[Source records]
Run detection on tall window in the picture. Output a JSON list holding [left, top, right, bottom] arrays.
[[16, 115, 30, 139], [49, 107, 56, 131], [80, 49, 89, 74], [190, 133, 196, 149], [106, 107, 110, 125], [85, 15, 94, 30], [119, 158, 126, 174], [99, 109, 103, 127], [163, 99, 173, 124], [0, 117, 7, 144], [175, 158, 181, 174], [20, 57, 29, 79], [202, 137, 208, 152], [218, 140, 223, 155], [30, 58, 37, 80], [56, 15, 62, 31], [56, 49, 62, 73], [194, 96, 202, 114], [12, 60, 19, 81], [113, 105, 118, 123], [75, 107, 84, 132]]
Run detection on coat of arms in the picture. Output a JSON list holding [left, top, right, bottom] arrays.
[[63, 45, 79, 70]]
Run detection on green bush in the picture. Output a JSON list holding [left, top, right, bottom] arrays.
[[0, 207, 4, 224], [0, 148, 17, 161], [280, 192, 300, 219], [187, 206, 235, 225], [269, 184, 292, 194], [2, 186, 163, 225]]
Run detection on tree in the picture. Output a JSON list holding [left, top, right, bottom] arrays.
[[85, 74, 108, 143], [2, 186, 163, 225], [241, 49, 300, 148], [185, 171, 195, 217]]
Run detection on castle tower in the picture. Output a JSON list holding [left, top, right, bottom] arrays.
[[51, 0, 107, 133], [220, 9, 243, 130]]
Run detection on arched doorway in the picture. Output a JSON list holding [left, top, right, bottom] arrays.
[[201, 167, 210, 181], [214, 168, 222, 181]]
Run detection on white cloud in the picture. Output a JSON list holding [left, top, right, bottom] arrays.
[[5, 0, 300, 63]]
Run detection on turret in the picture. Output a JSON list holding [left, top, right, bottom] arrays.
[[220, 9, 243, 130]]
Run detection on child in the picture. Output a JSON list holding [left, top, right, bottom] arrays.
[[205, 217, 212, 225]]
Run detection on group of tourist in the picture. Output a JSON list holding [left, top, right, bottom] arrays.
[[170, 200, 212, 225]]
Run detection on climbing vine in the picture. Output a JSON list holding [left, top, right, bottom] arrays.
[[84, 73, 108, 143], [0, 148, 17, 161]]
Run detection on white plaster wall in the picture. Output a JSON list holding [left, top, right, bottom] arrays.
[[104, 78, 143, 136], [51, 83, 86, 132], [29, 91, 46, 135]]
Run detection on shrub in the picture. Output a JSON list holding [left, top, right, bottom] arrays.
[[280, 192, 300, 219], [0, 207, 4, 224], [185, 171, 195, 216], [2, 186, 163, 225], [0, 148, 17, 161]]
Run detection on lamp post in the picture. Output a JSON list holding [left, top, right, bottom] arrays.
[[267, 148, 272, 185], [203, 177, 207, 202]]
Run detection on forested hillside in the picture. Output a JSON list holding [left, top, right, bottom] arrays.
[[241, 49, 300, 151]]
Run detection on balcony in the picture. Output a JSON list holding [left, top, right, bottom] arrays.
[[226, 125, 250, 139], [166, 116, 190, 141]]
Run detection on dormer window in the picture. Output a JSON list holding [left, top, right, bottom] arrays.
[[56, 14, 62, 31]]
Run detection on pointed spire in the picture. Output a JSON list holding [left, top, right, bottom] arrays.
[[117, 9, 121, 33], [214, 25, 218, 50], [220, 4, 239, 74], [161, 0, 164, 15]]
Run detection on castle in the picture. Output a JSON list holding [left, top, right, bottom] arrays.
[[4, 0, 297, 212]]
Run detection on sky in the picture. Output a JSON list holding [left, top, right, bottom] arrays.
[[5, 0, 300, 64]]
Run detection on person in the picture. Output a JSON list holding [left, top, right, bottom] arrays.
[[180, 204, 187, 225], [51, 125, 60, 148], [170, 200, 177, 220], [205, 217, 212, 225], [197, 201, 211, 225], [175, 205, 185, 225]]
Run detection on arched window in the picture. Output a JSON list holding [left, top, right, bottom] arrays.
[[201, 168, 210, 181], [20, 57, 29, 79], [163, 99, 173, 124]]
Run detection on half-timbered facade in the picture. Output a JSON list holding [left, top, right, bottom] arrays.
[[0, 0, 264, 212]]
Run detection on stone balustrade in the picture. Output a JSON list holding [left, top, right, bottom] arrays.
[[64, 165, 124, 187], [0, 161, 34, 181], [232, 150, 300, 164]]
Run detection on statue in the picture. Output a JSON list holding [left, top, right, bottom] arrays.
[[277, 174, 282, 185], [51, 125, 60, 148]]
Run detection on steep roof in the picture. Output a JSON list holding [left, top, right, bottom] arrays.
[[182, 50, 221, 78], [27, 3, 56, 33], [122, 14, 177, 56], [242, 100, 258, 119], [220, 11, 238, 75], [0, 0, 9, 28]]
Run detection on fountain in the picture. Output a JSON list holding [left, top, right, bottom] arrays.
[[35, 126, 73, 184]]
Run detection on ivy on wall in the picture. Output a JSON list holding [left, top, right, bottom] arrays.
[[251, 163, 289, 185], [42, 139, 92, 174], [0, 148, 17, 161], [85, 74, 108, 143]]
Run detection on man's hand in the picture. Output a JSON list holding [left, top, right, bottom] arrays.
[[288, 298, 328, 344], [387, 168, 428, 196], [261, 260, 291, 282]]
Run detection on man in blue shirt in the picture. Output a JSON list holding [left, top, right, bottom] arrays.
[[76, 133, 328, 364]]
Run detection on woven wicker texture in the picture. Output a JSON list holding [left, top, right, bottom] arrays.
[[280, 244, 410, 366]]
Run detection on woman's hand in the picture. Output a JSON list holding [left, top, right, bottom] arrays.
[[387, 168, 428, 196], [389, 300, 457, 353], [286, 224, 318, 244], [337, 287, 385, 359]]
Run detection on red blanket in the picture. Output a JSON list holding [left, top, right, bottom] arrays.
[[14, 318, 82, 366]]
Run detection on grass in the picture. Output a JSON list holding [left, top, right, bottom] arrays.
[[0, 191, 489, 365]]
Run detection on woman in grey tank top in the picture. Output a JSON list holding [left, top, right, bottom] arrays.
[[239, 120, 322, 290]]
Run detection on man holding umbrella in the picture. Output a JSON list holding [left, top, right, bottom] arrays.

To do. Set down all of the data above again, exactly.

Completed task.
Run detection on tall window in the picture. Output a JSON list holding [left, top, right, bottom] arrays.
[[16, 115, 30, 139], [49, 107, 56, 131], [80, 49, 89, 74], [190, 133, 196, 149], [106, 107, 110, 125], [85, 15, 94, 30], [119, 158, 126, 174], [99, 109, 103, 127], [163, 99, 173, 124], [0, 117, 7, 144], [175, 158, 181, 174], [20, 57, 29, 79], [202, 137, 208, 152], [218, 140, 223, 155], [30, 58, 37, 80], [56, 15, 62, 31], [56, 49, 62, 73], [194, 96, 202, 114], [12, 60, 19, 81], [113, 105, 118, 123], [75, 107, 84, 132]]
Run detection on coat of arms in the picture. Output a JSON list holding [left, top, right, bottom] arrays.
[[63, 45, 79, 70]]
Run detection on green bush in the picture. Output a JSON list holding [left, top, right, bottom] arrays.
[[0, 207, 4, 224], [0, 148, 17, 161], [280, 192, 300, 219], [187, 206, 235, 225], [269, 184, 292, 194], [2, 186, 163, 225]]
Run detection on tree in the picture. Output a JSON list holding [left, top, right, bottom] arrays.
[[85, 74, 108, 143], [2, 186, 163, 225], [241, 49, 300, 148], [185, 171, 195, 217]]
Run detection on castle tower in the picture. Output a JSON list holding [left, top, right, bottom] arrays.
[[51, 0, 107, 133], [220, 9, 243, 130]]
Run detection on arched doorway in the picture. Output a JSON list holding [left, top, right, bottom] arrays.
[[201, 167, 210, 181], [214, 168, 222, 181]]
Run detection on white cloud in the picture. Output a JSON list holding [left, top, right, bottom] arrays.
[[5, 0, 300, 63]]
Run detection on turret in the picture. Output a JSON list holding [left, top, right, bottom] arrays.
[[220, 9, 243, 130]]
Run detection on child in the picture. Output a JSON list holding [left, top, right, bottom] arrays.
[[205, 217, 212, 225]]
Run detection on group of tourist in the picture. Output a JSON list holding [left, top, right, bottom] arrays.
[[170, 200, 212, 225]]
Run detection on climbing vine in the picture. Output a JSON list holding [left, top, right, bottom] arrays.
[[84, 73, 108, 143], [0, 148, 17, 161]]
Run detection on white plaster wall in the picture. Output a JSON list holding [left, top, right, bottom] arrays.
[[104, 78, 143, 136], [51, 83, 86, 132], [29, 91, 46, 135]]
Run detection on shrub in the picture. Output a JSON list holding [left, top, right, bottom] arrays.
[[280, 192, 300, 219], [0, 207, 4, 224], [185, 171, 195, 216], [2, 186, 163, 225], [0, 148, 17, 161]]
Run detection on lamp post in the picture. Output a JSON list holding [left, top, right, bottom] arrays.
[[267, 148, 272, 185], [203, 177, 207, 202]]
Run detection on forested hillside in the picture. Output a JSON list holding [left, top, right, bottom] arrays.
[[241, 49, 300, 151]]
Run detection on balcony in the picture. Output a JSON list holding [left, top, right, bottom] arrays.
[[226, 125, 250, 139], [166, 116, 190, 141]]
Run detection on dormer window in the picture. Output a JSON list holding [left, top, right, bottom] arrays.
[[56, 14, 62, 31]]
Run detection on pointed spire in the picture. Output a JSON list holding [left, top, right, bottom] arrays.
[[117, 9, 121, 33], [214, 25, 218, 50], [220, 4, 239, 74], [161, 0, 164, 15]]
Run detection on castle in the picture. Output a JSON list holding [left, top, right, bottom] arrays.
[[4, 0, 297, 212]]
Run detection on sky in the picture. Output a JSON list holding [left, top, right, bottom] arrays.
[[5, 0, 300, 64]]
Run detection on person in the picture. Output a JSON list holding [left, top, right, bottom] arrays.
[[180, 204, 187, 225], [51, 125, 60, 148], [170, 200, 177, 220], [205, 217, 212, 225], [197, 201, 211, 225], [175, 205, 185, 225]]
Run detection on arched window in the picture. Output a JSON list holding [left, top, right, bottom] arrays.
[[201, 168, 210, 181], [20, 57, 29, 79], [163, 99, 173, 124]]
Run detection on half-timbered facade in the picture. Output a JSON list holding [left, top, right, bottom] arrays.
[[0, 0, 264, 212]]
Run detection on stone balustrade in the picture. Output a JSON list holding [left, top, right, bottom] arrays.
[[64, 165, 124, 187], [0, 161, 34, 181], [232, 150, 300, 164]]
Run detection on statue in the picture. Output a JSON list holding [left, top, right, bottom] arrays.
[[277, 174, 282, 185], [51, 125, 60, 148]]
Run detection on steep roof in the picture. Output a JSON list holding [left, top, right, bottom] arrays.
[[182, 50, 221, 78], [27, 3, 56, 33], [122, 14, 177, 56], [242, 100, 258, 119], [220, 11, 238, 75], [0, 0, 9, 28]]
Run detection on fountain in the picture. Output a JSON list holding [left, top, right, bottom] arrays.
[[35, 126, 73, 184]]
Run detection on ivy on wall in the picture. Output a JSON list holding [left, top, right, bottom] arrays.
[[251, 163, 289, 185], [42, 139, 92, 174], [0, 148, 17, 161], [85, 74, 108, 143]]
Run detection on man's hand in the picture. Output a JSON list holding [left, top, right, bottom] arrays.
[[288, 298, 328, 344], [387, 168, 428, 196], [261, 260, 291, 282]]
Run detection on man in blue shirt in the picture. Output a JSON list holding [left, top, right, bottom] arrays.
[[76, 133, 328, 364]]
Run detection on woven wicker texture in the picture. Output a JSON list holding [left, top, right, bottom] arrays.
[[280, 244, 410, 366]]
Run detection on woman's hand in the picture. Output a JSON list holding [left, top, right, bottom] arrays.
[[387, 168, 428, 196], [389, 300, 457, 353], [286, 224, 318, 244], [337, 287, 385, 359]]
Run detection on red blanket in the picture. Output a JSON list holding [left, top, right, bottom] arrays.
[[14, 318, 82, 366]]
Run detection on grass in the picture. Output a JSON list holding [left, top, right, bottom] arrays.
[[0, 191, 489, 365]]
Run detection on woman in grey tank top in the picture. Output a JSON list holding [left, top, right, bottom] arrays.
[[239, 120, 322, 290]]
Run detection on man holding umbrella in the picture. Output a JSON list holding [left, top, right, bottom] arrays.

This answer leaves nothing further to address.